Given request A:
Revise the location labeling records from the line containing "of the chain" through the line containing "x=938, y=560" by replacing "trailer" with "wagon" and leaving everything else unchanged. Give only those lines.

Text excerpt:
The historical novel was quite popular in 20th century Latin American literature, including works such as The Kingdom of This World (1949) by Alejo Carpentier, I, the Supreme (1974) by Augusto Roa Bastos, Terra Nostra (1975) by Carlos Fuentes, News from the Empire (1987) by Fernando del Paso, The Lightning of August (1964) by Jorge Ibargüengoitia, The War of the End of the World (1981) by Mario Vargas Llosa and The Autumn of the Patriarch (1975) by Gabriel García Marquez. Other writers of historical fiction include Abel Posse, Antonio Benitez Rojo, João Ubaldo Ribeiro, Jorge Amado, Homero Aridjis.[61]

Japan

The historical novel in 20th century Japanese novel was called, The Wind Has Risen by Tatsuo Hori.

21st century

In the first decades of the 21st century, an increased interest for historical fiction has been noted. One of the most successful writers of historical novels is Hilary Mantel. Other writers of historical fiction include Philippa Gregory, Bernard Cornwell, Sarah Waters, Ken Follett, George Saunders, Shirley Hazzard and Julie Orringer.[62][63] The historical novel The Books of Jacob set in 18th century Poland has been praised as the magnum opus by the 2018 Nobel Prize laureate Olga Tokarczuk.[64]

Subgenres

Documentary fiction

A 20th-century variant of the historical novel is documentary fiction, which incorporates "not only historical characters and events, but also reports of everyday events" found in contemporary newspapers.[65] Examples of this variant form of historical novel include U.S.A. (1938), and Ragtime (1975) by E.L. Doctorow.[66]

Fictional biographies

Memoirs of Hadrian by the Belgian-born French writer Marguerite Yourcenar is about the life and death of Roman Emperor Hadrian. First published in France in French in 1951 as Mémoires d'Hadrien, the book was an immediate success, meeting with enormous critical acclaim.[67] Margaret George has written fictional biographies about historical persons in The Memoirs of Cleopatra (1997) and Mary, called Magdalene (2002). An earlier example is Peter I (1929–34) by Aleksey Nikolayevich Tolstoy, and I, Claudius (1934) and King Jesus (1946) by Robert Graves. Other recent biographical novel series, include Conqueror and Emperor by Conn Iggulden and Cicero Trilogy by Robert Harris.

Given request B:
For each statement below, say yes or no to whether it agrees with the text on historical novels, and quote the words that decide it. (i) Memoirs of Hadrian was first published in France in French in 1951. (ii) Terra Nostra was written by Augusto Roa Bastos. (iii) The Books of Jacob is set in 19th-century Poland.

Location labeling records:

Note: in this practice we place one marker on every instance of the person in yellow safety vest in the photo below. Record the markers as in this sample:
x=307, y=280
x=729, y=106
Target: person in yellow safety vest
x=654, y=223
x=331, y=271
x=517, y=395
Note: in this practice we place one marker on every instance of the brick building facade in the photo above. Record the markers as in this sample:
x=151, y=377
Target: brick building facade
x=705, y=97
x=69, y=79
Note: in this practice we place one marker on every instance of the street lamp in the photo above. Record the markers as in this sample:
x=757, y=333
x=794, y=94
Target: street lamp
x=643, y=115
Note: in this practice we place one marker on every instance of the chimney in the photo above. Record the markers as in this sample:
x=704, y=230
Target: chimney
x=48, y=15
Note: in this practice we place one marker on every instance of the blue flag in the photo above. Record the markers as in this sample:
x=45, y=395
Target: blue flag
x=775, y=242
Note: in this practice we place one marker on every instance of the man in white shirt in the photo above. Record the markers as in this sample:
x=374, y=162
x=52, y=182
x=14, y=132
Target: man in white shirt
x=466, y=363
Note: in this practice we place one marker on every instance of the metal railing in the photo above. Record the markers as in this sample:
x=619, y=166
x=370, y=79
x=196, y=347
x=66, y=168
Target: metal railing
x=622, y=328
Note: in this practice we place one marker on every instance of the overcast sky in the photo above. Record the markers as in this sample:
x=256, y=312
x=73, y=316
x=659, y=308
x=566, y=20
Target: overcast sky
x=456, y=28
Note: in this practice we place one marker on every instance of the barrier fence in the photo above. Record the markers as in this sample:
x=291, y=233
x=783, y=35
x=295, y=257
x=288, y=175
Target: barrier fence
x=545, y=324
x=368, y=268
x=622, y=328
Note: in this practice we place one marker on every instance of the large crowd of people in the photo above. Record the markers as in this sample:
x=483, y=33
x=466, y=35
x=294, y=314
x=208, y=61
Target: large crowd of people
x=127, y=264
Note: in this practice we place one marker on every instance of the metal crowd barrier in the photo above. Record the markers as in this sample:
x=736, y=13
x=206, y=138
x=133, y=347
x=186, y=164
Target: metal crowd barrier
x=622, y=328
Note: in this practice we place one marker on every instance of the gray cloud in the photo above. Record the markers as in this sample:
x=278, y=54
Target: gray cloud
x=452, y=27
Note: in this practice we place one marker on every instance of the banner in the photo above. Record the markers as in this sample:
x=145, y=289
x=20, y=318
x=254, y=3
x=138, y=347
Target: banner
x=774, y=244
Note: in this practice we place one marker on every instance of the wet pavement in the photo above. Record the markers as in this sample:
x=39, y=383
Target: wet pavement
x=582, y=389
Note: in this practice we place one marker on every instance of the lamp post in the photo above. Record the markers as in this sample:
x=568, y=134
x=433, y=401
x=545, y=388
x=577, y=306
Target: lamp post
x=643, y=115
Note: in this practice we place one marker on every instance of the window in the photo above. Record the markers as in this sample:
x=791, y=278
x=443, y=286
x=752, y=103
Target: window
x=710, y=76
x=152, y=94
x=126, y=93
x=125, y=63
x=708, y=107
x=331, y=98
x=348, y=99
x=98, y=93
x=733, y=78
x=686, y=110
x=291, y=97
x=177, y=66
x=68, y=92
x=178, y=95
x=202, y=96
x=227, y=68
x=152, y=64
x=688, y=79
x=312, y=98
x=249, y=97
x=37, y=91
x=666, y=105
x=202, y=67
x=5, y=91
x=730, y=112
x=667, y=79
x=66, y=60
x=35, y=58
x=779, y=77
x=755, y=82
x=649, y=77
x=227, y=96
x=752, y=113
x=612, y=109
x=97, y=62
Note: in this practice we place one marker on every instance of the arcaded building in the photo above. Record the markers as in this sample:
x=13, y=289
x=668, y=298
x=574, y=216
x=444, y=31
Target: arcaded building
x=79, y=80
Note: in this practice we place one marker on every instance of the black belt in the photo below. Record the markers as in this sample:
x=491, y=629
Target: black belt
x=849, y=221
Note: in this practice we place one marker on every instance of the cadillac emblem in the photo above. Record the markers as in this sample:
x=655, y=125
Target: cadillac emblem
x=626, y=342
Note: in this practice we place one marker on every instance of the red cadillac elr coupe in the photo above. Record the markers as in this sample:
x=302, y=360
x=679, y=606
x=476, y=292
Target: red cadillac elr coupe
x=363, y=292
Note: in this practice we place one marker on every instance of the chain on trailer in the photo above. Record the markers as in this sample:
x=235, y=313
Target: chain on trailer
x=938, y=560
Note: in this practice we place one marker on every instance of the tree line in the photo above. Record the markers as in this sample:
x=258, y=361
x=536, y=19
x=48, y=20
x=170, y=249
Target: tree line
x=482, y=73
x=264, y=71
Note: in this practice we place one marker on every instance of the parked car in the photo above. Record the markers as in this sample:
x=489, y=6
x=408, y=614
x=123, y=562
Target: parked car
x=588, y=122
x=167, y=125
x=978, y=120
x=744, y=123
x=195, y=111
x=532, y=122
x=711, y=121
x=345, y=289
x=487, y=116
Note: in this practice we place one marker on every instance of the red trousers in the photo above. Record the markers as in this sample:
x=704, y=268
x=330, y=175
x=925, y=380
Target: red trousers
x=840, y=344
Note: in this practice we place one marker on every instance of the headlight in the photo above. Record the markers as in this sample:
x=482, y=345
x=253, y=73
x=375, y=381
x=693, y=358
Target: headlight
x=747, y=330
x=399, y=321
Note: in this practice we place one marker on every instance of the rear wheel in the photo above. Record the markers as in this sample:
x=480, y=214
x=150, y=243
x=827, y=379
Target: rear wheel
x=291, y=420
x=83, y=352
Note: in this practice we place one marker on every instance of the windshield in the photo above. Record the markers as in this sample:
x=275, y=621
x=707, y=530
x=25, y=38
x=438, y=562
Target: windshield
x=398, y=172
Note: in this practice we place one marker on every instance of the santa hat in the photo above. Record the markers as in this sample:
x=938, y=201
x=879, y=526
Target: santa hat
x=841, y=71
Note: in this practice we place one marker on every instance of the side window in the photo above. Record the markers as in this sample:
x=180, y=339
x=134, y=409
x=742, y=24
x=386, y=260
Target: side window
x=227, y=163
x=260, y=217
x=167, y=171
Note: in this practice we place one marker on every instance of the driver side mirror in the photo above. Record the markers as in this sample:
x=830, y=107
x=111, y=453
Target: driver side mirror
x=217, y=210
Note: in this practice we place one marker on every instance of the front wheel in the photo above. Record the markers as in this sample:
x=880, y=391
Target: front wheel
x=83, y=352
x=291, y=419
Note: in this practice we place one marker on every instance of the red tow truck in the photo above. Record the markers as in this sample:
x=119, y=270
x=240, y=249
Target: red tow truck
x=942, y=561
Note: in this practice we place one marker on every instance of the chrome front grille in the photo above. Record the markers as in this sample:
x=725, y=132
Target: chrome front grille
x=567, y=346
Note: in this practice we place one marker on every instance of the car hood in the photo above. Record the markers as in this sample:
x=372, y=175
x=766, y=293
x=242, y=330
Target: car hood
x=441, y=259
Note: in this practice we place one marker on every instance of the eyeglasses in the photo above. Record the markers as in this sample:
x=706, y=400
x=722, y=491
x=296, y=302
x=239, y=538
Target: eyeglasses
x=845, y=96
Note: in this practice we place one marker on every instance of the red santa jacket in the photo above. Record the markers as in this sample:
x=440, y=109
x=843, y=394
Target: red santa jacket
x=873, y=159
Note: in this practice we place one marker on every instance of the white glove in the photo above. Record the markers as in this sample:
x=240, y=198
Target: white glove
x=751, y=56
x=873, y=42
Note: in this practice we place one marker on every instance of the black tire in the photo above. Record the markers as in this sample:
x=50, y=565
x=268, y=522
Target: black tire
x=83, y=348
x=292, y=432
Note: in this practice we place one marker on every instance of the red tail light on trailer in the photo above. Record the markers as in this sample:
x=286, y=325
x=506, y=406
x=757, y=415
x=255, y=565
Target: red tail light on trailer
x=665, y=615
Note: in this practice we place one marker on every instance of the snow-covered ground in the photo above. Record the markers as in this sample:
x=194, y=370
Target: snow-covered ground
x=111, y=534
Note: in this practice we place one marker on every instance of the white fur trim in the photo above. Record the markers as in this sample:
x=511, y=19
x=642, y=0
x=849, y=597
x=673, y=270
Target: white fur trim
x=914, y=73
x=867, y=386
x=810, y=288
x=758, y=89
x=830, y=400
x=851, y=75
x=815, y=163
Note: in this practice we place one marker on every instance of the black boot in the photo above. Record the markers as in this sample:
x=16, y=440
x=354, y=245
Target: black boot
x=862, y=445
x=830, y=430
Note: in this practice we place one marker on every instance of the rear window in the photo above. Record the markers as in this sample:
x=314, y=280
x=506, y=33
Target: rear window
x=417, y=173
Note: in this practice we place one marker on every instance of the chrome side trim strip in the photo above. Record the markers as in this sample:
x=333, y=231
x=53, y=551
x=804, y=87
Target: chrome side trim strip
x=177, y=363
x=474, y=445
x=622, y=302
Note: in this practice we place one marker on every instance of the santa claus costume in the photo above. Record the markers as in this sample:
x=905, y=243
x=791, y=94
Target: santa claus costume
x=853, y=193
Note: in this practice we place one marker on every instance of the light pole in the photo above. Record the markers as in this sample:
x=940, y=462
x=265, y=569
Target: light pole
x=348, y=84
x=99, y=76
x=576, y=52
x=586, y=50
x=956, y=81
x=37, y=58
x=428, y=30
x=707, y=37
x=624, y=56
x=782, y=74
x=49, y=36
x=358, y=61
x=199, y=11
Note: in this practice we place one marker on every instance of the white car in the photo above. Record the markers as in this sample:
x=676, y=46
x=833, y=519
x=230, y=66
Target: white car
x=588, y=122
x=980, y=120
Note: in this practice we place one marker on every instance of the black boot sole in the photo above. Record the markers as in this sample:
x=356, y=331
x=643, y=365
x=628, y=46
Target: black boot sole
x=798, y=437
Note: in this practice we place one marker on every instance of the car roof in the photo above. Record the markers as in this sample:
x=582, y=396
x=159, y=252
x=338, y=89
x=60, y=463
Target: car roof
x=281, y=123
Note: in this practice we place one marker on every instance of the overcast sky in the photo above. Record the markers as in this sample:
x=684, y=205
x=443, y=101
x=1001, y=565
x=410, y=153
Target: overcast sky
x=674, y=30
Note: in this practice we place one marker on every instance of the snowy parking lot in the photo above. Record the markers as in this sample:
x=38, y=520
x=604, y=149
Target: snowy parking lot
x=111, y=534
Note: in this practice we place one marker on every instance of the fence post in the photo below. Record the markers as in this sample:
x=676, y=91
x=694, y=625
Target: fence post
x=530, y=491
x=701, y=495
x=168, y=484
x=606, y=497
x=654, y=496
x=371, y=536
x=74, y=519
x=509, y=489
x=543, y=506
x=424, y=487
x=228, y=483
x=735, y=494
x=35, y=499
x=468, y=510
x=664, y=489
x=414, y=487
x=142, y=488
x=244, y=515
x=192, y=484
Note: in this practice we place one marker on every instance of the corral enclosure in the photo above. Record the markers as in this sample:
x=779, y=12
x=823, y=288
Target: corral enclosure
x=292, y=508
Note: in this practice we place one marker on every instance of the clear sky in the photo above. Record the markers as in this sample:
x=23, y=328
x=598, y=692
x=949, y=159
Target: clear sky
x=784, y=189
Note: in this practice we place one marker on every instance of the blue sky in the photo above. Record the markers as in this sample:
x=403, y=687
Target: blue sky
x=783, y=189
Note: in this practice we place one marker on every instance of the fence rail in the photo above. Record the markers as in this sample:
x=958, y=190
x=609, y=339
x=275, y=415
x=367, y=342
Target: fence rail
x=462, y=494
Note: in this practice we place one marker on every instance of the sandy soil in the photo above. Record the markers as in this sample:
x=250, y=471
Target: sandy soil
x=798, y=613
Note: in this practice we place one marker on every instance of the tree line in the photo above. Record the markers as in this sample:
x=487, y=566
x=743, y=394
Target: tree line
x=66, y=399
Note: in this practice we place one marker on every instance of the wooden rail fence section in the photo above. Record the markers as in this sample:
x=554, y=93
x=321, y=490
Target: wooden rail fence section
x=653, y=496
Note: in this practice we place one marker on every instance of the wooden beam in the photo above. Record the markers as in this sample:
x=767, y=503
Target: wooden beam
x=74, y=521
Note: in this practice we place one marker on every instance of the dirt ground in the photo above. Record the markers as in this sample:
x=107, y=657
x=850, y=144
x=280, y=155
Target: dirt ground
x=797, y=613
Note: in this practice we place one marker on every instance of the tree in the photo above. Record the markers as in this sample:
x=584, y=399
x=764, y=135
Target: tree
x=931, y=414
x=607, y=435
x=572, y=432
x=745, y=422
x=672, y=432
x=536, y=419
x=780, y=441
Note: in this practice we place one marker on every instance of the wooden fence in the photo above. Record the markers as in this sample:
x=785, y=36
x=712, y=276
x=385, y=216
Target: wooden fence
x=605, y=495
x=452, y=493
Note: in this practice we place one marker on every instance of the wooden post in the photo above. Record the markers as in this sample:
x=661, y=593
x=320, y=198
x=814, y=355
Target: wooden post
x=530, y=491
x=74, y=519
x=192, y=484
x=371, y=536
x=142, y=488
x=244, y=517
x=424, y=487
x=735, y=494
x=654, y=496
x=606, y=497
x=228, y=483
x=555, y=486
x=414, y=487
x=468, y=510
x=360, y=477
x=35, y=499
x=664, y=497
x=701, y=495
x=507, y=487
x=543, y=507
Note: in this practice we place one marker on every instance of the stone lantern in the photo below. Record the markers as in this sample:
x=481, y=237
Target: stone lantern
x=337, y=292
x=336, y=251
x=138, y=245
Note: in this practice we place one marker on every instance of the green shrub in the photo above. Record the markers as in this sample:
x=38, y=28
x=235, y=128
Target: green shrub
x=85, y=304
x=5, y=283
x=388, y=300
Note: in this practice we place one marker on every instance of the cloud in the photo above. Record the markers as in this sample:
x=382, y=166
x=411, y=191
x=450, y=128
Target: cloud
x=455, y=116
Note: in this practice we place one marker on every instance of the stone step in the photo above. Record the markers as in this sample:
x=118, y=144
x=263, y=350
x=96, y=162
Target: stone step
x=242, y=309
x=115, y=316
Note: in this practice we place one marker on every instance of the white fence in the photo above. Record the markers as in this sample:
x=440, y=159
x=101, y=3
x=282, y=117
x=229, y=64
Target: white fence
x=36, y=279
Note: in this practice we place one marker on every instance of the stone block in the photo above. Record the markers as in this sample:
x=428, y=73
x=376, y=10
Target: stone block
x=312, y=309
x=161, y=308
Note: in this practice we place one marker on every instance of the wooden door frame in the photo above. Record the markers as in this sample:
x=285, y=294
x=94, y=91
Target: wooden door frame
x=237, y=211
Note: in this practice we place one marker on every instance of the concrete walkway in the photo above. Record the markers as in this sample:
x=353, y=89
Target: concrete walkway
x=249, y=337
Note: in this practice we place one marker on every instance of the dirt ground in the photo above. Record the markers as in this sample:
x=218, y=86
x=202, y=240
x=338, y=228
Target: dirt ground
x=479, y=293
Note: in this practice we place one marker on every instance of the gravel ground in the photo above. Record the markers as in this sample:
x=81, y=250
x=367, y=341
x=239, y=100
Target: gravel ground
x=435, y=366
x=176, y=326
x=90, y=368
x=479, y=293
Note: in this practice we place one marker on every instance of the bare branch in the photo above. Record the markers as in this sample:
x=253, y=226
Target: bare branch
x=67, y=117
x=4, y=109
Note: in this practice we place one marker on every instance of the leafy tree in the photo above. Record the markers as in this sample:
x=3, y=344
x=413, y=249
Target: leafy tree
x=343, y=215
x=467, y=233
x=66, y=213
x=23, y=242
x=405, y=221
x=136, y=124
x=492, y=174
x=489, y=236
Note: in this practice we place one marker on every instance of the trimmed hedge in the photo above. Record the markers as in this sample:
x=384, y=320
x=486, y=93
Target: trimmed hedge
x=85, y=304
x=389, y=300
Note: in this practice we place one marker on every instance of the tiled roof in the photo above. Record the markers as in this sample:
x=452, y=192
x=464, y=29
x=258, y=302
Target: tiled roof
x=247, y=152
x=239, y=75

Expected answer A:
Note: in this practice we place one marker on every instance of the chain on wagon in the photo above. Record the markers as in this sample:
x=235, y=313
Target: chain on wagon
x=938, y=560

Expected answer B:
(i) Yes: "First published in France in French in 1951 as Mémoires d'Hadrien"
(ii) No: "Terra Nostra (1975) by Carlos Fuentes"
(iii) No: "The historical novel The Books of Jacob set in 18th century Poland"